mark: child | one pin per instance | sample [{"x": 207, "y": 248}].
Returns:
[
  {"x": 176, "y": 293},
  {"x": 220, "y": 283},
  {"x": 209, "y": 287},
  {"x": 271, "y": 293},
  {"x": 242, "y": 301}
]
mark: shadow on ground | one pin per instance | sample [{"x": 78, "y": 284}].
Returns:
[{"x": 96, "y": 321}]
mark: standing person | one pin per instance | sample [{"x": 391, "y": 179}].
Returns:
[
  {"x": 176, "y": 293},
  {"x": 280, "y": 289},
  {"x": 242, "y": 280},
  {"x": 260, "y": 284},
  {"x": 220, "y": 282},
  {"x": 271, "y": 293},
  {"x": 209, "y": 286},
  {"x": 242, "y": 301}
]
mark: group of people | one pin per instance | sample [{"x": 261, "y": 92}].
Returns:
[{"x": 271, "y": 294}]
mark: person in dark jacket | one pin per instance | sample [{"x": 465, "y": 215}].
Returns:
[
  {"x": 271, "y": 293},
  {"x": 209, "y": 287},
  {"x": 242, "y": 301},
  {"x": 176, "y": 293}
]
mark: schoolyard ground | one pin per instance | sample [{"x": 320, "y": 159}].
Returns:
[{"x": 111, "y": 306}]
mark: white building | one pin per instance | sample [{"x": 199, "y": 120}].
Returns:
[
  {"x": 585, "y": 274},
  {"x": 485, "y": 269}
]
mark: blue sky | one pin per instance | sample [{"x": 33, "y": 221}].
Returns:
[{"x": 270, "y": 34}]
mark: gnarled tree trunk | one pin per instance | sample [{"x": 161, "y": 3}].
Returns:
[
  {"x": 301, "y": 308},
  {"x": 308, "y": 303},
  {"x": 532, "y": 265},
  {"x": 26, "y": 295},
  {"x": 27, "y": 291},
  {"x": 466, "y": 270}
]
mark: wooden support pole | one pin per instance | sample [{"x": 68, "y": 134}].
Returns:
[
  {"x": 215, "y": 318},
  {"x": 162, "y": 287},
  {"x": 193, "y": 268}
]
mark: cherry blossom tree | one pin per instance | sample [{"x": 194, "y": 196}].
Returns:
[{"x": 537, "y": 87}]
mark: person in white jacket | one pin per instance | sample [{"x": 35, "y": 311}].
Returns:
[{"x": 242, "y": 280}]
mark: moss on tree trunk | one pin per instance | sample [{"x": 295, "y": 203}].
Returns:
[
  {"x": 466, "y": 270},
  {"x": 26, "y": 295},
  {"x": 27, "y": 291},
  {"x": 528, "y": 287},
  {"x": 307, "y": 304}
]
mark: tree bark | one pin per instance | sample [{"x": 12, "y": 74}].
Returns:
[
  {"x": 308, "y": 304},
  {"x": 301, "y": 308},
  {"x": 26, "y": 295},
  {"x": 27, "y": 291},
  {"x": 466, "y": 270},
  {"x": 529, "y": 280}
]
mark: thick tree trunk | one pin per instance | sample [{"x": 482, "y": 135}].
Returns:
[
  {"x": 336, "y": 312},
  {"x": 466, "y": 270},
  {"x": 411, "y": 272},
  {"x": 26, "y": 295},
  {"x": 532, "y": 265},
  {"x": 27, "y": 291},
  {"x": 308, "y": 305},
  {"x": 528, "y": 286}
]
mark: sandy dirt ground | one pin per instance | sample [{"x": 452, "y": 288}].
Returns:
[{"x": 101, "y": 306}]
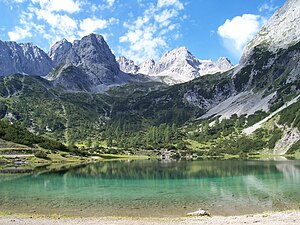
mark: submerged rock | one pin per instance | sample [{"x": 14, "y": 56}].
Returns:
[{"x": 199, "y": 212}]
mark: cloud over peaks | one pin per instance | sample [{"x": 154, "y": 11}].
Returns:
[
  {"x": 148, "y": 35},
  {"x": 237, "y": 32}
]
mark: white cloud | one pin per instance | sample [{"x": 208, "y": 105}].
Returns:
[
  {"x": 110, "y": 2},
  {"x": 165, "y": 3},
  {"x": 91, "y": 25},
  {"x": 68, "y": 6},
  {"x": 237, "y": 32},
  {"x": 148, "y": 35},
  {"x": 269, "y": 7},
  {"x": 19, "y": 33}
]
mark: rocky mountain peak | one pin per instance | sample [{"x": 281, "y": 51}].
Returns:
[
  {"x": 147, "y": 66},
  {"x": 127, "y": 65},
  {"x": 224, "y": 64},
  {"x": 59, "y": 50},
  {"x": 88, "y": 65},
  {"x": 280, "y": 31},
  {"x": 176, "y": 66},
  {"x": 25, "y": 58}
]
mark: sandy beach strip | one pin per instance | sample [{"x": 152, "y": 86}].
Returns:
[{"x": 276, "y": 218}]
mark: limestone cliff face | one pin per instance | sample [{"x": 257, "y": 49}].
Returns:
[
  {"x": 281, "y": 31},
  {"x": 24, "y": 58},
  {"x": 176, "y": 66}
]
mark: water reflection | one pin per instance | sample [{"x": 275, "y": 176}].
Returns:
[{"x": 133, "y": 188}]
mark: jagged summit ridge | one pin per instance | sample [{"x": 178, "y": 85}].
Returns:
[
  {"x": 280, "y": 31},
  {"x": 127, "y": 65},
  {"x": 178, "y": 66},
  {"x": 59, "y": 50},
  {"x": 87, "y": 64},
  {"x": 24, "y": 58}
]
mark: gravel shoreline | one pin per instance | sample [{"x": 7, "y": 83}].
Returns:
[{"x": 274, "y": 218}]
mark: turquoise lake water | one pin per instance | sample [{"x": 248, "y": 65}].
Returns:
[{"x": 155, "y": 188}]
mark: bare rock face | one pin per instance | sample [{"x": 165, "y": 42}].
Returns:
[
  {"x": 59, "y": 50},
  {"x": 127, "y": 65},
  {"x": 24, "y": 58},
  {"x": 146, "y": 67},
  {"x": 92, "y": 58},
  {"x": 178, "y": 66},
  {"x": 281, "y": 31}
]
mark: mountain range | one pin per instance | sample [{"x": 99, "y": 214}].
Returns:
[
  {"x": 83, "y": 93},
  {"x": 176, "y": 66}
]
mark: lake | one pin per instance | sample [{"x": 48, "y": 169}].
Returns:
[{"x": 155, "y": 188}]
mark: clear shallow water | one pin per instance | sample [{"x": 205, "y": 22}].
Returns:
[{"x": 153, "y": 188}]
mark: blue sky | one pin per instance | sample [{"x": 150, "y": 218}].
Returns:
[{"x": 140, "y": 29}]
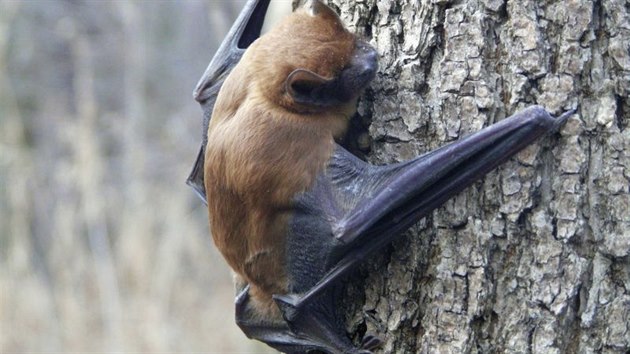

*****

** Prompt **
Starting with the row that contains "mark: clear shallow" and going on through the last row, write the lines out again, switching "blue sky" to "open sky" and leaving everything else unchanged. Leave the pictures out of your answer.

** Task answer **
mark: clear shallow water | one pin per instance | sample [{"x": 205, "y": 22}].
Returns:
[{"x": 153, "y": 188}]
mark: open sky | one pin per instance | sample [{"x": 150, "y": 218}].
Returns:
[{"x": 140, "y": 29}]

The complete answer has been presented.